*TEXT TO READ*:
# # #

Animation has come a long way since the invention of the flip-book, which was first patented in 1868. These days, animation is considered its own cinematic genre, and while Pixar may have the widest name recognition, myriad studios, art schools, and individuals from around the world are creating clever, thought-provoking, beautiful, and funny animated short and feature-length films. This summer, Santa Barbarans can see a slew of some of the best “cartoons” when UCSB’s Arts & Lectures presents its free summer film series, Animated Nights. As the title suggests, this year’s slate consists of all animated entries, including The Triplets of Belleville, Wallace & Gromit: The Curse of the Were-Rabbit, Fantastic Mr. Fox, The Iron Giant, and Loving Vincent.
Kicking off the series on July 6 is the 19th Animation Show of Shows. Curated by film producer Ron Diamond, the show features 16 shorts, including Dear Basketball (U.S.), Kobe Bryant’s ode to his sport; The Burden (Sweden), a treatise on the mundane, melancholy, and humorous aspects of life; The Battle of San Romano (Switzerland), a microscopic look at the individual details of Paolo Uccello’s centuries-old painting; Hangman (U.S.), an adaptation of Maurice Ogden’s haunting poem; and Next Door (U.S.), Academy Award–winning Pixar director Pete Docter’s student film.

# # #

*WORK INSTRUCTIONS*:
• 1. Decide whether each statement agrees with the passage about the Animated Nights film series: (a) the flip-book was first patented in 1868; (b) Pete Docter curated the 19th Animation Show of Shows; (c) Animated Nights charges admission. Answer yes or no for each, and quote the deciding words from the passage.
• 2. Write out the section of the passage about the Animated Nights film series between "Animation has come" and "and Loving Vincent.", inclusive.
• 3. Summarize the passage about the Animated Nights film series in two sentences.
The records that come next are not needed for any of this work.

# # #

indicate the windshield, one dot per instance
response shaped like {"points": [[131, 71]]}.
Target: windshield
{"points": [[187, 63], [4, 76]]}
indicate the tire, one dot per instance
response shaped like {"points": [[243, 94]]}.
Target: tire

# # #

*THE REPLIES*:
• 1.
(a) Yes: "which was first patented in 1868."
(b) No: "Curated by film producer Ron Diamond."
(c) No: "its free summer film series."

• 2.
Animation has come a long way since the invention of the flip-book, which was first patented in 1868. These days, animation is considered its own cinematic genre, and while Pixar may have the widest name recognition, myriad studios, art schools, and individuals from around the world are creating clever, thought-provoking, beautiful, and funny animated short and feature-length films. This summer, Santa Barbarans can see a slew of some of the best “cartoons” when UCSB’s Arts & Lectures presents its free summer film series, Animated Nights. As the title suggests, this year’s slate consists of all animated entries, including The Triplets of Belleville, Wallace & Gromit: The Curse of the Were-Rabbit, Fantastic Mr. Fox, The Iron Giant, and Loving Vincent.

• 3. UCSB's Arts & Lectures is presenting Animated Nights, a free summer film series made up entirely of animated entries such as The Triplets of Belleville, Fantastic Mr. Fox, and Loving Vincent. The series opens on July 6 with the 19th Animation Show of Shows, a program of 16 shorts curated by film producer Ron Diamond.